Kaynak
--

Evet, Divan-ı Harb-i Örfi müdafaası hak, hukuk, hürriyet, meşveret, adalet, ve meşrutiyet dersidir. Üstad Bediüzzaman hazretleri, bu müdafaayı neşrederken şunları söylemektedir: “O nutku şimdi neşrediyorum ki; ta ki meşrutiyeti lekeden, ehl-i şeriatı me’yusiyetten ve ehl-i asrı tarih nazarında cehil ve cünundan ve hakikati evham ve şüpheden kurtarayım.” (Tarihçe-i Hayat, 99.) Benzer bir ifadesi de: “İstikbalde gelecek nefret ve tahkirden sakınmak için yazdığı, yani “tuh o asrın gayretsiz adamlarına!” denildiği zaman yüzümüze tükrükleri gelmemek için veyahut silmek için yazılmıştır” (Mektubat, s. 728.) şeklindedir.


31 Mart hadisesi, ülkemizdeki hürriyete ve hürriyetperverlere yapılan darbeler serisinin ilkidir. O dönemin Demokratları olan “Ahrarlar, en büyük darbeyi 31 Mart hadisesinde darbeci İttihadçılar tarafından kurulan Divan-ı Harp Mahkemesinde yedi. Müstebid mahkeme, İttihad-ı Muhammedi Cemiyeti üyeleriyle birlikte Ahrarların da çoğunu darağacına gönderdi. Geri kalanlarını da çeşitli cezalara çarptırarak, onları siyaseten çalışamaz bir hale getirdi.” (Ahrarlar ve Demokrat Misyon, Yeni Asya Neşriyat, s.86.)

--

İstenenler
a - Kaynak metnin "Evet, Divan-ı Harb-i" ile başlayıp "s. 728.) şeklindedir." ile biten kısmını aynen tekrar yazın.
b - Kaynak metne göre Ahrarlar en büyük darbeyi nerede yedi?
c - Kaynak metinde Divan-ı Harb-i Örfi müdafaasının dersi olduğu söylenen konuların hepsini sıralayın.
Kayıtların kaynak metinle bir bağlantısı yoktur.

--

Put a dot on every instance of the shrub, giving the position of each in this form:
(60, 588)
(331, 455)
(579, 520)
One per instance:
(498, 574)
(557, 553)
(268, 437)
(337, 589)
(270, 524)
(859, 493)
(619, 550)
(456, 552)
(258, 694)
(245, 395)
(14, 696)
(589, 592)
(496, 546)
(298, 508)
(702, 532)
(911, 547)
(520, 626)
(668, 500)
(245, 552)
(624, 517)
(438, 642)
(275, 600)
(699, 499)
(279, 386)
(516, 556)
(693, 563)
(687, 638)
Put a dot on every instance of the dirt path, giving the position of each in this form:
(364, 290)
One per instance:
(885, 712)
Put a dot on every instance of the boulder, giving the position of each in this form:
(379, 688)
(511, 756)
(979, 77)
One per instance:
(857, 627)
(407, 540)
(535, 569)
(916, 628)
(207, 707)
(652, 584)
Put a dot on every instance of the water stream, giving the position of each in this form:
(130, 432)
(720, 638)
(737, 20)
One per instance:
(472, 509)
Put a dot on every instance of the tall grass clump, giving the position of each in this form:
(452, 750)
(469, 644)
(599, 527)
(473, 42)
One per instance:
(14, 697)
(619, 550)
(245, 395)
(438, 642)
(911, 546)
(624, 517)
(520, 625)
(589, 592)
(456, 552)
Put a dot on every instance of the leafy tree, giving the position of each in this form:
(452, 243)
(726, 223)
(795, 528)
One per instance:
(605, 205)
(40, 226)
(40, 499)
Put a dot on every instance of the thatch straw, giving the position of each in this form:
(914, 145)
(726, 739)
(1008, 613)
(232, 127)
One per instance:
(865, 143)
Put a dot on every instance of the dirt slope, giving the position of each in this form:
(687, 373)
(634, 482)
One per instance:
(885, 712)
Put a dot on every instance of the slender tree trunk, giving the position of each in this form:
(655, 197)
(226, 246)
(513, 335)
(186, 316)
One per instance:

--

Yanıtlar
a -
Evet, Divan-ı Harb-i Örfi müdafaası hak, hukuk, hürriyet, meşveret, adalet, ve meşrutiyet dersidir. Üstad Bediüzzaman hazretleri, bu müdafaayı neşrederken şunları söylemektedir: “O nutku şimdi neşrediyorum ki; ta ki meşrutiyeti lekeden, ehl-i şeriatı me’yusiyetten ve ehl-i asrı tarih nazarında cehil ve cünundan ve hakikati evham ve şüpheden kurtarayım.” (Tarihçe-i Hayat, 99.) Benzer bir ifadesi de: “İstikbalde gelecek nefret ve tahkirden sakınmak için yazdığı, yani “tuh o asrın gayretsiz adamlarına!” denildiği zaman yüzümüze tükrükleri gelmemek için veyahut silmek için yazılmıştır” (Mektubat, s. 728.) şeklindedir.

b - 31 Mart hadisesinde darbeci İttihadçılar tarafından kurulan Divan-ı Harp Mahkemesinde.

c - Hak, hukuk, hürriyet, meşveret, adalet, meşrutiyet.